• Aim of the task: What is needed is the run of lines from the one with "92L263 89L265 94ZM257" through the close of the data, set down exactly.

═══ Provided data

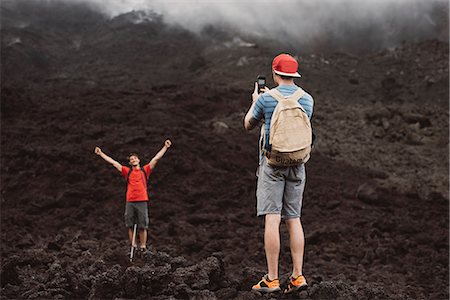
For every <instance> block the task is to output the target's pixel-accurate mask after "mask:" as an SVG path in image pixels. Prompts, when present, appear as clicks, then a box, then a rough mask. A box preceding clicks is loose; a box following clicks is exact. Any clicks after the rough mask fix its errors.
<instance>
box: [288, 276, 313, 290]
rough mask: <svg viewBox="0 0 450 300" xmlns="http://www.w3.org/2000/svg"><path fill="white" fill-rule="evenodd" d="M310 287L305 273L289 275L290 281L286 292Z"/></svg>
mask: <svg viewBox="0 0 450 300" xmlns="http://www.w3.org/2000/svg"><path fill="white" fill-rule="evenodd" d="M307 287H308V284H307V283H306V278H305V276H303V275H298V276H297V277H292V276H291V277H289V283H288V286H287V288H286V289H285V290H284V293H285V294H289V293H292V292H295V291H298V290H301V289H305V288H307Z"/></svg>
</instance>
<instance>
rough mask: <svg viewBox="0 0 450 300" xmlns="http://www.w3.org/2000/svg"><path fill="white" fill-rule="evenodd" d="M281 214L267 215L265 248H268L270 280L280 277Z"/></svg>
mask: <svg viewBox="0 0 450 300" xmlns="http://www.w3.org/2000/svg"><path fill="white" fill-rule="evenodd" d="M280 222H281V215H280V214H267V215H266V216H265V229H264V248H265V250H266V259H267V269H268V271H269V273H268V275H269V280H273V279H277V278H278V258H279V255H280Z"/></svg>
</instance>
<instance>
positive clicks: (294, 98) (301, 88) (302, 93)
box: [288, 88, 306, 101]
mask: <svg viewBox="0 0 450 300" xmlns="http://www.w3.org/2000/svg"><path fill="white" fill-rule="evenodd" d="M305 94H306V92H305V91H304V90H303V89H302V88H298V89H297V90H296V91H295V92H294V93H293V94H292V95H290V96H289V97H288V99H292V100H296V101H298V100H300V98H302V97H303V96H304V95H305Z"/></svg>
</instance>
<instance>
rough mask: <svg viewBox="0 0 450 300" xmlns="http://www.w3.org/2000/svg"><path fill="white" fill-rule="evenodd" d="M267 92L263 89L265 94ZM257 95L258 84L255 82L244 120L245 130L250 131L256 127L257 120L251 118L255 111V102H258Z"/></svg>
mask: <svg viewBox="0 0 450 300" xmlns="http://www.w3.org/2000/svg"><path fill="white" fill-rule="evenodd" d="M268 90H269V89H268V88H267V87H265V91H266V92H267V91H268ZM259 95H260V94H258V83H256V82H255V90H254V91H253V94H252V105H251V106H250V108H249V110H248V112H247V114H246V115H245V118H244V128H245V129H247V130H252V129H253V128H255V126H256V125H258V120H256V119H255V118H253V111H254V109H255V105H256V101H257V100H258V98H259Z"/></svg>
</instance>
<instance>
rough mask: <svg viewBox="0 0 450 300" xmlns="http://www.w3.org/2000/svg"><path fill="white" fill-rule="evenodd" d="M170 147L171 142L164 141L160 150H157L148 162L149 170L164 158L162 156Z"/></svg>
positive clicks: (162, 156)
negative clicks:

══════

• Result of the exercise:
rough mask: <svg viewBox="0 0 450 300" xmlns="http://www.w3.org/2000/svg"><path fill="white" fill-rule="evenodd" d="M267 92L263 89L265 94ZM257 95L258 84L255 82L244 120L245 130L250 131L256 127L257 120L251 118L255 111V102H258Z"/></svg>
mask: <svg viewBox="0 0 450 300" xmlns="http://www.w3.org/2000/svg"><path fill="white" fill-rule="evenodd" d="M268 90H269V89H268V88H267V87H265V91H266V92H267V91H268ZM259 95H260V94H258V83H256V82H255V90H254V91H253V94H252V105H251V106H250V108H249V110H248V112H247V114H246V115H245V118H244V128H245V129H247V130H252V129H253V128H255V126H256V125H258V120H256V119H255V118H253V111H254V109H255V105H256V101H257V100H258V98H259Z"/></svg>
</instance>
<instance>
rough mask: <svg viewBox="0 0 450 300" xmlns="http://www.w3.org/2000/svg"><path fill="white" fill-rule="evenodd" d="M170 147L171 142L164 141L160 150H157L148 162L149 170L164 158L162 156Z"/></svg>
positive clicks: (162, 156)
negative clicks:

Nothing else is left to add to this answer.